_Stored data_
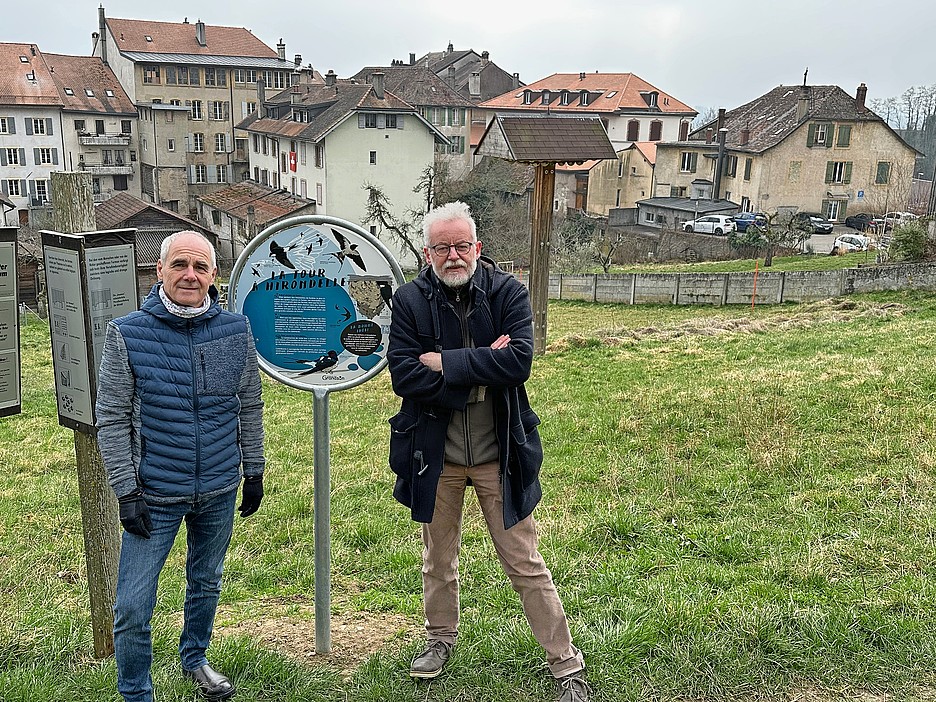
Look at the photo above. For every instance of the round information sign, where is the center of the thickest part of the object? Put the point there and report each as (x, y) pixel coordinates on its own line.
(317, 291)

==

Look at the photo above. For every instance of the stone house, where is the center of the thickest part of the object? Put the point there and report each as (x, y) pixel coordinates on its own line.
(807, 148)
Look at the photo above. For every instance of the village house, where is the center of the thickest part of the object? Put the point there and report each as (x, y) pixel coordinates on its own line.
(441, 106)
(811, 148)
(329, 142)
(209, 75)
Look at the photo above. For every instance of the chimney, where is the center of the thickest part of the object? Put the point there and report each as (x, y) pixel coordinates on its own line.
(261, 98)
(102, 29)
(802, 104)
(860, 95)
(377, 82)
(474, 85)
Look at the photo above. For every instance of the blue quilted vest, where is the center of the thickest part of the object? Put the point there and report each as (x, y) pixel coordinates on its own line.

_What this task involves_
Gather every line from the rows above that contains the string "house", treating uppercase and lowercase letters as different.

_Complete response_
Look at the photo above. For every instance of the stone house, where is the center of the thickest part of the object? Put the point there and report each as (x, y) pixel coordinates on its own line.
Look at the photo above. For every instance of the village house, where is the center of the thickest part of the object? Put the point there and report each as (x, y) pixel coordinates on its own line.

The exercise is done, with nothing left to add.